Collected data

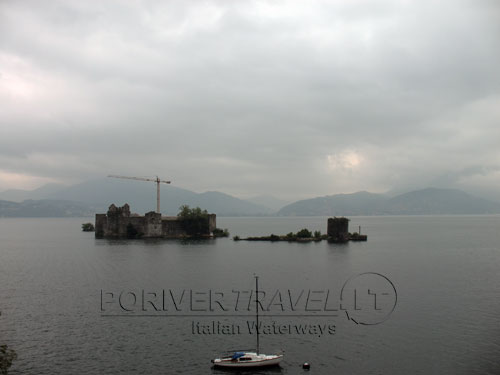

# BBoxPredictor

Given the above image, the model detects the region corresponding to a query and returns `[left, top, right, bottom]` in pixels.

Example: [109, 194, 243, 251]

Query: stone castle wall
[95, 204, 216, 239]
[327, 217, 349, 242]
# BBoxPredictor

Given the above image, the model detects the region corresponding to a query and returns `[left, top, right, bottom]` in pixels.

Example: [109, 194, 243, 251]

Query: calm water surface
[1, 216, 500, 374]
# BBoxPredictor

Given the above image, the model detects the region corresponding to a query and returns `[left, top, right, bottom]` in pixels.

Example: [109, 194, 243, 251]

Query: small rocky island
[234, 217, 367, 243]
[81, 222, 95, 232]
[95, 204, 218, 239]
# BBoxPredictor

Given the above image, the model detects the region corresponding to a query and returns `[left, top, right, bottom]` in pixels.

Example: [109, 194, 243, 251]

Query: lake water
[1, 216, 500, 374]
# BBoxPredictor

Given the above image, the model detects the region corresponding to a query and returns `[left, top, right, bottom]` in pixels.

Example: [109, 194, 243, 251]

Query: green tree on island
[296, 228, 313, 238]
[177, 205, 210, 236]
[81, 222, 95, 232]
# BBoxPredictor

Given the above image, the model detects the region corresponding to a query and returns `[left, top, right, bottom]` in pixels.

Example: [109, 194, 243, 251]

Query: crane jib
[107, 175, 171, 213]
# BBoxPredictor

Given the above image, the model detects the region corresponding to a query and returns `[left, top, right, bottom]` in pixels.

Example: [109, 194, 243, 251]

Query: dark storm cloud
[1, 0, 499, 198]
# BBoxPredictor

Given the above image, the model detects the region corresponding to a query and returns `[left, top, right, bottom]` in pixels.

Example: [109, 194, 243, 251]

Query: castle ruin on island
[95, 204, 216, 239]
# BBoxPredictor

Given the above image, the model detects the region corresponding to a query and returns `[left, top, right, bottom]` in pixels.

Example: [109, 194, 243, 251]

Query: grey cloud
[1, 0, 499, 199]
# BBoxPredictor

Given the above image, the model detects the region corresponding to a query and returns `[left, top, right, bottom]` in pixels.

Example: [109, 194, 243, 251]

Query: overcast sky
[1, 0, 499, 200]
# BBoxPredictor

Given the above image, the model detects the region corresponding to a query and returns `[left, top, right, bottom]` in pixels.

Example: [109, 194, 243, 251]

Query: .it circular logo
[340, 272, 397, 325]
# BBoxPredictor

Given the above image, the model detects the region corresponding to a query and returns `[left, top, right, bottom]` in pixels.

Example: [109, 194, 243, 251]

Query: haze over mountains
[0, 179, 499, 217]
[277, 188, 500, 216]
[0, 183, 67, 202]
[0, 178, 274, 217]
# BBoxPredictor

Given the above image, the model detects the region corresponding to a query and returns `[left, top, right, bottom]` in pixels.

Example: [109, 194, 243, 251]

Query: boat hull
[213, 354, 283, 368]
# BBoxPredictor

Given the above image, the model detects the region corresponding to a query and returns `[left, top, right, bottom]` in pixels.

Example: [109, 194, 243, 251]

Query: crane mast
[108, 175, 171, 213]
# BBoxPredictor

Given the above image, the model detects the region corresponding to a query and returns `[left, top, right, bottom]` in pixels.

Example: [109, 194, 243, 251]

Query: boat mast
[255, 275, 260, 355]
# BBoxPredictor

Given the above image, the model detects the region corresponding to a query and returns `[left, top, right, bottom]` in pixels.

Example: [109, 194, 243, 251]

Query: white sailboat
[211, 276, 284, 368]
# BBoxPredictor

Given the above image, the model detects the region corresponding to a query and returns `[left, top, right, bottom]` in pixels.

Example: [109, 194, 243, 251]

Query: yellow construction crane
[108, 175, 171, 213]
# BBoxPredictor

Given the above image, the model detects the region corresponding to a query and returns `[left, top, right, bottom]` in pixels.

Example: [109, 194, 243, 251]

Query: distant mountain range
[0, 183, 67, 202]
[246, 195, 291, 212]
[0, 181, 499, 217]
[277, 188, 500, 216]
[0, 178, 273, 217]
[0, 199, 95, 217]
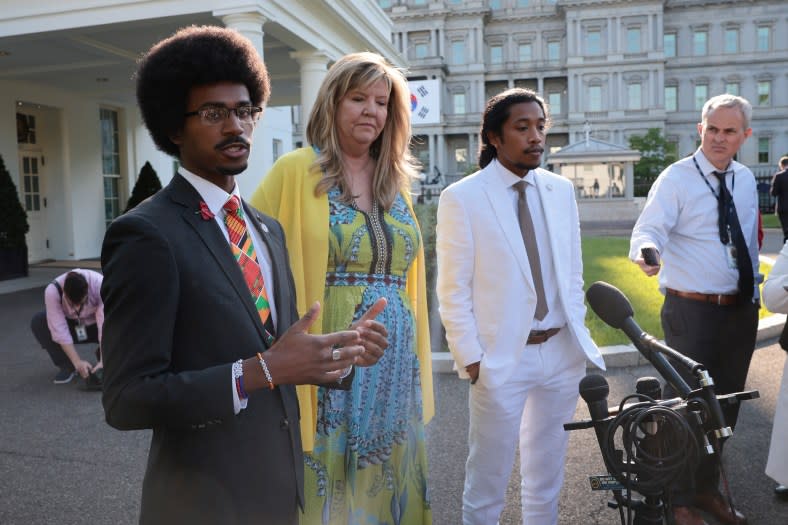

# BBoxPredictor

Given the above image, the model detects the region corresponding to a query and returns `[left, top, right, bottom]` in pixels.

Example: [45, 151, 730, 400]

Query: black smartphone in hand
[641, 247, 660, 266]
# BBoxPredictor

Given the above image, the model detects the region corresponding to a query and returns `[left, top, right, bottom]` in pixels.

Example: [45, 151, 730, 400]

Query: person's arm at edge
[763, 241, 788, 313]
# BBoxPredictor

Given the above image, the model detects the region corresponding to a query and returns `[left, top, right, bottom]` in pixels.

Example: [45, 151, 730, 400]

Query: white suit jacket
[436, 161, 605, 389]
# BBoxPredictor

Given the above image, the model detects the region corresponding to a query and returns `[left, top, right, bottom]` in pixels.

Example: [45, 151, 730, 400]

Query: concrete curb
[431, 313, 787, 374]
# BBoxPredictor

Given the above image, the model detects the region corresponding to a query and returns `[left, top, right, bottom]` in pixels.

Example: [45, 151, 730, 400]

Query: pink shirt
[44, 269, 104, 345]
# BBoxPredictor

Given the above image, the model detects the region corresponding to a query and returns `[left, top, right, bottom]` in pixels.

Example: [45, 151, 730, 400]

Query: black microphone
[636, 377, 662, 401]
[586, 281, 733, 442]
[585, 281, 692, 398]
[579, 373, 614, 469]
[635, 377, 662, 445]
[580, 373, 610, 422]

About this task:
Skip the pictures, then retype every line above exactly.

Solution:
# BBoxPredictor

Given the above image, the model detects the region corresponding to a query and returns `[left, top, right, bottom]` in pixels.

Example: [109, 194, 243, 251]

Query: stone castle wall
[95, 204, 216, 239]
[327, 217, 349, 242]
# BBoxPredictor

Given the above image, the model detects the region corresponding to a query and returns `[left, top, right, bottom]` in pixels.

Example: [109, 194, 243, 251]

Query: calm water surface
[1, 216, 500, 374]
# BBoxPredictor

Given the above image, the model detects the region corresponding to a query and returns `[left, top, right, bottom]` in pixels.

Example: [109, 194, 243, 251]

Query: small rocky island
[234, 217, 367, 243]
[81, 222, 95, 232]
[95, 204, 218, 239]
# BBoxPredictor

Given the above image, the model detects the region corresponding to a query and returns `[left, top, right, bottom]` in pixels.

Example: [109, 194, 243, 251]

Query: lake water
[1, 216, 500, 374]
# BBoxPredictor

Given the above image, the model detects the region corresponding to a query and returns `[left, top, right, bottom]` in pixels.

Example: [109, 194, 243, 251]

Query: green tree on island
[296, 228, 313, 238]
[177, 205, 210, 236]
[81, 222, 95, 232]
# BBoxPredictor

Given the above image, the model detects the region corresponding to a query and returns `[left, top, right, bottom]` in pixels.

Example: [109, 194, 243, 251]

Query: crane jib
[107, 175, 171, 213]
# BBoxPredictor

Given the above image, the model detects the region corresponding to a query and returns `[left, top, right, bottom]` in pixels.

Example: [109, 194, 243, 251]

Query: dark storm cloud
[1, 0, 499, 198]
# BBoxPredictor

Given the above image, the model detects the region corresponding to a query and returns `[left, top, right, bottom]` in pixels.

Example: [109, 194, 243, 251]

Query: castle ruin on island
[95, 204, 216, 239]
# BBoxPredictor

Given the above image, the model detects the region corresponding to a query and returns `[left, top, right, bottom]` in pixels.

Example: [109, 194, 243, 251]

Query: grey cloud
[1, 0, 499, 199]
# BBoxPredictor

Given the above image, the model detects the region corresponding to a query and returns `[left, top, right, bottom]` in pixels.

Example: [109, 194, 243, 251]

Query: overcast sky
[1, 0, 499, 200]
# BBoxPredictor

Given the above image, the model detects the region corresponding to a query and returns `[left, top, right, bottom]` in pixels.

Example: [109, 194, 243, 251]

Query: .it circular logo
[340, 272, 397, 325]
# BBoxPredictor

Given the above image, the model detects the region corresponding to a query and returns `[left, top, right, bottom]` in pixels.

Example: [109, 194, 243, 251]

Query: haze over mountains
[0, 179, 499, 217]
[277, 188, 500, 216]
[0, 183, 67, 202]
[0, 178, 274, 217]
# BBoxPredictor

Given the above image, the model detects the region corresponding to a query and returns `[left, top, right, bottom]` in pixels.

Example: [109, 194, 243, 251]

Query: boat hull
[213, 354, 283, 368]
# BBoxPredictor

Given the above image, the model detects the region corresponding to a query and returns `[left, top, right, bottom]` in pixels.

Example: [109, 194, 243, 251]

Query: crane mast
[108, 175, 171, 213]
# BBoxPredictor

Given the above image, the model detects the region corresponding to a query and returns `[left, top, right, bottom]` in pixels.

Example: [109, 194, 243, 251]

Query: boat mast
[255, 275, 260, 355]
# BBoxPredictor

Given the above image, the model detects the region corresponding to a query and returns `[left, top, right, bottom]` in pixels.

Example: [109, 194, 243, 251]

Query: white sailboat
[211, 276, 284, 368]
# BBoxPredictor

Given the above image, the model detects the region corresponding to a query and returns `[left, top, right, bottom]` in pixels.

Example: [109, 194, 243, 251]

Query: yellow construction crane
[108, 175, 171, 213]
# BBoxPredictor

Given the above image, the model detects the region corresponding to a query and returns `[left, top, right, bottom]` in pixels.

Example: [109, 194, 243, 251]

Query: distant mountain range
[0, 183, 67, 202]
[246, 195, 291, 212]
[0, 181, 499, 217]
[277, 188, 500, 216]
[0, 178, 273, 217]
[0, 199, 95, 217]

# BBoxPredictor

Given the above image, the model detects the region corresponding to a query and returns `[left, top, right, bottom]` in pixels.

Example: [45, 151, 730, 400]

Query: black smartphone in hand
[641, 247, 660, 266]
# BBoxPredictor

Given the above image, the model detects the region corresponding to a query and returns `[left, top, right, bottom]` in pixels.

Example: [45, 151, 730, 400]

Query: person's arm at edge
[763, 241, 788, 313]
# BBoxPredictor

Given the above image, the model detects the region corresponding to a query and returns `[left, top, right, bottom]` in pixels.

Example: [45, 151, 730, 400]

Query: white suit jacket
[436, 161, 605, 389]
# BBoxPredictor

Given the above image, the model detects the region corresponding to a query and returns `[left, top, right, bottom]` in pixels.

Example: [45, 151, 730, 400]

Query: concrete curb
[431, 313, 787, 374]
# BBoxPredictor

Given the above image, the model detects the region corresponding to a query and returns `[left, top, right, bottom]` in pixels.

Example: [45, 151, 730, 400]

Query: pink shirt
[44, 269, 104, 345]
# BBoxPredictor

Given the above image, the model detects the region corresponding to a query and returns `[left, top, right, bottom]` in pixels.

Example: [45, 151, 730, 400]

Query: black microphone
[636, 377, 662, 401]
[586, 281, 733, 442]
[585, 281, 692, 398]
[579, 373, 614, 469]
[635, 377, 662, 445]
[580, 373, 610, 422]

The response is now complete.